_Enunciado escrito a_
Enumera cada línea de los registros en la que aparezca la palabra "gravel".
═════ Texto de lectura
Yo también tengo una esposa á quien adoro, y un hijo; y para ellos mas que para mí quiero la independencia de Cuba; y por ellos mas aun que por mí aborrezco las vejaciones del despotismo, aseguró Ignacio Agramonte a Manuel Ramón Silva en enero de 1870.

La idea de la lucha por la libertad se nos demuestra de ese modo enraizada, no solamente en elevados motivos patrióticos, sino también en los desvelos íntimos de un padre, que como cualquier otro, quiere para sus hijos un futuro mejor y en ello pone su vida, dicho esto en el sentido más estricto de las palabras.

Las más de las veces oímos hablar de las hazañas militares de los protagonistas de aquellas décadas fundacionales de nuestra historia y no tanto como se debiera, de la vida cotidiana de la familia mambisa, en particular durante la Guerra Grande cuando imprimieron a dicha contienda un sello muy peculiar.

Decir que Ignacio fue un hombre de familia es rendir homenaje a sus padres quienes con su ejemplo lo educaron para serlo y también a Amalia, que sería el pilar sobre el cual construyó la suya propia. Dos niños nacieron de esa unión. Ignacio Ernesto y Herminia, a la que no llegó a conocer pues Amalia estaba embarazada cuando fue capturada por una columna enemiga en operaciones —precisamente el día en que el niño cumplía su primer año—, y la niña nació en el exilio. Luego la muerte impidió ya de modo definitivo volvieran a reunirse.

El varón nació en la insurrección, por eso su padre lo llamaba el mambisito. Las incorporaciones de familias completas a la guerra comenzaron en el Camagüey desde sus mismos inicios. Más preciso sería decir que a ella se unieron redes familiares completas pues los vínculos consanguíneos eran notoriamente fuertes en esta región.

La tejida a partir del matrimonio Simoni Argilagos abandonó la ciudad el 1º de diciembre de 1868: ese día José Ramón Simoni —acompañado de su esposa Manuelita Argilagos, sus dos hijas Amalia y Matilde y el niño de esta nacido pocos meses antes fruto de su matrimonio con Eduardo Agramonte Piña—, abandonaron la quinta Tínima y marcharon a La Matilde, una finca de su propiedad. En ese momento Amalia tenía unos cuatro meses de embarazo.
══════════
═════ Datos registrados
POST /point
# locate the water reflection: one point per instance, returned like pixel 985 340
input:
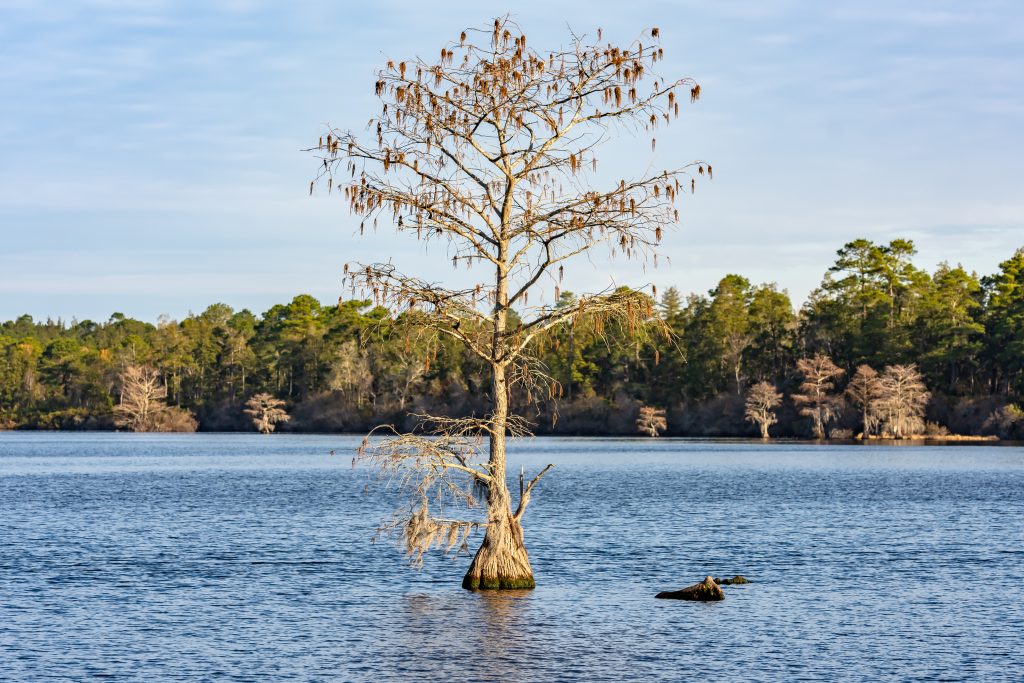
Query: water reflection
pixel 217 557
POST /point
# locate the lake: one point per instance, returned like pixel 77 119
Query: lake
pixel 244 557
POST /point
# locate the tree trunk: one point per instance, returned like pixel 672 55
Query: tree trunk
pixel 502 561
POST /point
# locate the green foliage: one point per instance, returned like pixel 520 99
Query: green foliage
pixel 351 365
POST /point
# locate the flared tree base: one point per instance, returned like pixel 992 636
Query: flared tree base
pixel 502 562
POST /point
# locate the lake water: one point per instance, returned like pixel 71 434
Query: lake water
pixel 242 557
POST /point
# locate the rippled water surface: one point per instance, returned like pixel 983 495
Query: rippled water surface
pixel 239 557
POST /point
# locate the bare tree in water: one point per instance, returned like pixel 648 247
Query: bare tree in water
pixel 488 152
pixel 762 399
pixel 651 421
pixel 816 399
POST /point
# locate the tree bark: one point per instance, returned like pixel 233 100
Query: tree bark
pixel 502 561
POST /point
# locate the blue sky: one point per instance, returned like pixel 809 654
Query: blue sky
pixel 150 152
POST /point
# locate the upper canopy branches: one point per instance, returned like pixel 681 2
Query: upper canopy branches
pixel 492 148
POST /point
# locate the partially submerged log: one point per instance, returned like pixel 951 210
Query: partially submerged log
pixel 706 591
pixel 735 581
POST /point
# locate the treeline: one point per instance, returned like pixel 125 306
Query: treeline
pixel 351 366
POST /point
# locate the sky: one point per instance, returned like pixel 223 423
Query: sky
pixel 151 152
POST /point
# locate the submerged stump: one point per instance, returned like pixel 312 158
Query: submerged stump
pixel 735 581
pixel 706 591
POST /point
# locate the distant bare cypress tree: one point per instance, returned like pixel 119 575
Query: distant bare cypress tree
pixel 266 412
pixel 816 398
pixel 901 401
pixel 762 399
pixel 651 421
pixel 143 404
pixel 142 398
pixel 864 390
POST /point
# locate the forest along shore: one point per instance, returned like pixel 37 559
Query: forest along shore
pixel 881 346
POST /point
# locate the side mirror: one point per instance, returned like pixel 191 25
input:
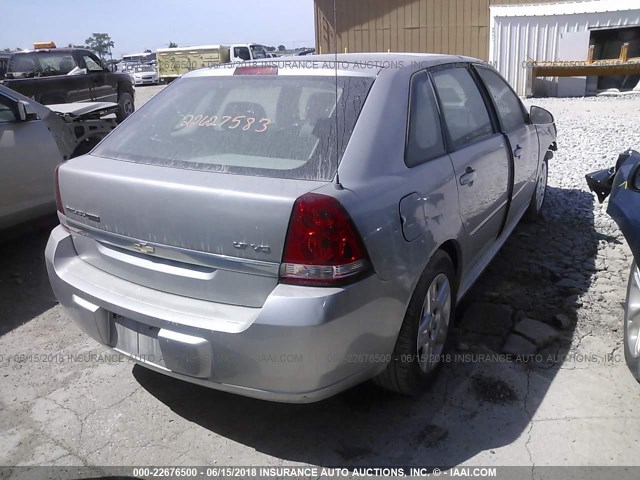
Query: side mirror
pixel 540 116
pixel 23 113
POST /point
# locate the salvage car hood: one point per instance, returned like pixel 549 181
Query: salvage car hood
pixel 622 184
pixel 84 109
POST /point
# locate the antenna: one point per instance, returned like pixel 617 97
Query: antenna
pixel 335 64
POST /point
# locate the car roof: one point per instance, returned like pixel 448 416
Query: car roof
pixel 349 64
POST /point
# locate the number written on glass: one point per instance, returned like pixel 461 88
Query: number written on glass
pixel 241 122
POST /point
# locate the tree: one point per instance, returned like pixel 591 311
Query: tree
pixel 100 43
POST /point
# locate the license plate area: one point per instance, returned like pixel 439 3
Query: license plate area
pixel 166 349
pixel 136 339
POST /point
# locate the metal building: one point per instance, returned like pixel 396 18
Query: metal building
pixel 508 33
pixel 435 26
pixel 564 32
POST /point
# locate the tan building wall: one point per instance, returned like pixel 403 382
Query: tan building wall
pixel 434 26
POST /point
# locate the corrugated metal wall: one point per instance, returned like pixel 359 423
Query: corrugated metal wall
pixel 536 36
pixel 434 26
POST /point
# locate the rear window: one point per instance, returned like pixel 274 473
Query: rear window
pixel 42 63
pixel 276 126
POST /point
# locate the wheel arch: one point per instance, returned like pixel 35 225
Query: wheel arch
pixel 453 249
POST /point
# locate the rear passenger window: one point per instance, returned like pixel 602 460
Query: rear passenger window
pixel 463 108
pixel 424 141
pixel 507 103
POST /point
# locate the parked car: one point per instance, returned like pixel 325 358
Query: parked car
pixel 272 239
pixel 4 63
pixel 622 184
pixel 34 139
pixel 68 75
pixel 144 75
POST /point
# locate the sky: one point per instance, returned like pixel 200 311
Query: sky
pixel 135 25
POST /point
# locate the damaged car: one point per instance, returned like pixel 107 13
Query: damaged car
pixel 286 231
pixel 34 140
pixel 621 184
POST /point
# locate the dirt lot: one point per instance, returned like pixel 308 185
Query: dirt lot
pixel 575 404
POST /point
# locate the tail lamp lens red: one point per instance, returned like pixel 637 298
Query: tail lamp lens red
pixel 323 247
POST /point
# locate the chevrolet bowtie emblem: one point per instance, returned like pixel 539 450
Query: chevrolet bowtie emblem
pixel 144 248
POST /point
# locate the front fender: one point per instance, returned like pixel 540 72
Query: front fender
pixel 624 203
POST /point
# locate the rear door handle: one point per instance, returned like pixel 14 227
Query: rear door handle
pixel 468 177
pixel 517 152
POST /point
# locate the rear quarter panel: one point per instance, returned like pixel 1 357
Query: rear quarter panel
pixel 376 179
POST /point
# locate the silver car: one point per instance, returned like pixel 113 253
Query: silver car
pixel 285 230
pixel 34 139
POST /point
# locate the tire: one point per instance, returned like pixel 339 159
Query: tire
pixel 534 212
pixel 125 106
pixel 411 369
pixel 632 323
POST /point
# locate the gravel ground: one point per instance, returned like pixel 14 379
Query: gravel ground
pixel 555 290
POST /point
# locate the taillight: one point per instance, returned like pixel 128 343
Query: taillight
pixel 323 247
pixel 57 187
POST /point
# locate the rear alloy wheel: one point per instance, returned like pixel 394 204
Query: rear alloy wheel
pixel 125 106
pixel 422 340
pixel 632 322
pixel 537 200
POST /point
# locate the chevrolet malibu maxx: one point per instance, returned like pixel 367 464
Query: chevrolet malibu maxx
pixel 285 230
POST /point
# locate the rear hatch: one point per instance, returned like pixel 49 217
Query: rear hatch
pixel 194 193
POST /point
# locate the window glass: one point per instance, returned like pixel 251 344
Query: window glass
pixel 425 140
pixel 242 53
pixel 92 65
pixel 463 107
pixel 258 51
pixel 507 103
pixel 277 126
pixel 42 64
pixel 6 114
pixel 4 63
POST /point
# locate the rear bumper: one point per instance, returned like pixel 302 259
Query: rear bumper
pixel 303 345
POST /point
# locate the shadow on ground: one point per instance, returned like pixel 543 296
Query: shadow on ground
pixel 476 404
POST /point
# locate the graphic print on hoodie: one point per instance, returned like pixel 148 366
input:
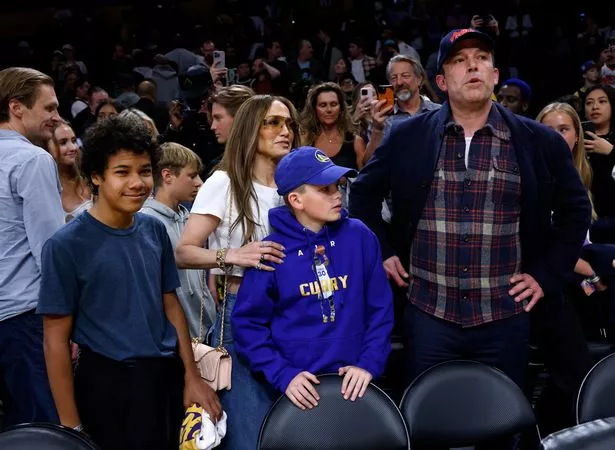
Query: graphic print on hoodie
pixel 279 321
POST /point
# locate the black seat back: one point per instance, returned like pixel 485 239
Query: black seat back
pixel 464 403
pixel 596 399
pixel 370 423
pixel 43 436
pixel 595 435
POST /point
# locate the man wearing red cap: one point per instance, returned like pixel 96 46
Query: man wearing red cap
pixel 488 216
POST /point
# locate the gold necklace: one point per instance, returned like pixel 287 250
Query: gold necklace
pixel 329 139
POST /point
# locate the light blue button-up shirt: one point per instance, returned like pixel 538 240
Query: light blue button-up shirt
pixel 30 212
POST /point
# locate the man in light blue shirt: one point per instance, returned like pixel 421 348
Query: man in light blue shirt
pixel 31 211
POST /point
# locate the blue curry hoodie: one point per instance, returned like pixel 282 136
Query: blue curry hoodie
pixel 278 321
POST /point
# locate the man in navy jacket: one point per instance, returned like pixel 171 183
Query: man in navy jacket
pixel 488 216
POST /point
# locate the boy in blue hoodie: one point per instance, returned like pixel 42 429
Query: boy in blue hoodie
pixel 328 307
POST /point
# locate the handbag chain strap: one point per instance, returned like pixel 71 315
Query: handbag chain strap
pixel 227 269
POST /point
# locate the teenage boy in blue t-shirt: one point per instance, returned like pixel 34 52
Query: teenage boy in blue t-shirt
pixel 108 283
pixel 329 307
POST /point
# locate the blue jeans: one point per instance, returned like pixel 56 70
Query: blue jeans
pixel 250 397
pixel 22 364
pixel 502 344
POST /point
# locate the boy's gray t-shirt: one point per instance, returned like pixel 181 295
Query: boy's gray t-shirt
pixel 30 212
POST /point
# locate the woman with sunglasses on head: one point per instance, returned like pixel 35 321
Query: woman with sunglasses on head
pixel 328 125
pixel 264 130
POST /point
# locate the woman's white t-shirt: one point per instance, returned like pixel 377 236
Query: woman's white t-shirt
pixel 213 199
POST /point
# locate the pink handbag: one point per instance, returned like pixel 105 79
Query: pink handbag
pixel 214 363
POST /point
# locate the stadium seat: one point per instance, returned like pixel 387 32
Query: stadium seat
pixel 596 399
pixel 372 422
pixel 595 435
pixel 43 436
pixel 465 403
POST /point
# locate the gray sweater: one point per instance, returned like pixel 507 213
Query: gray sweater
pixel 193 288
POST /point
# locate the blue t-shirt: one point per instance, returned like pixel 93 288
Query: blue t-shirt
pixel 112 282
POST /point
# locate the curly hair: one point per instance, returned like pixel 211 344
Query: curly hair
pixel 108 137
pixel 309 118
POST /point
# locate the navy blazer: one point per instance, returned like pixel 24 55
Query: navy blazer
pixel 555 209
══════════
_Enunciado escrito b_
Según el texto sobre Ignacio Agramonte, ¿cómo llamaba Ignacio a su hijo varón?

_Resultado final a_
# locate the gravel ground: one point per instance, returned like pixel 14 379
Query: gravel ground

_Resultado final b_
Lo llamaba el mambisito.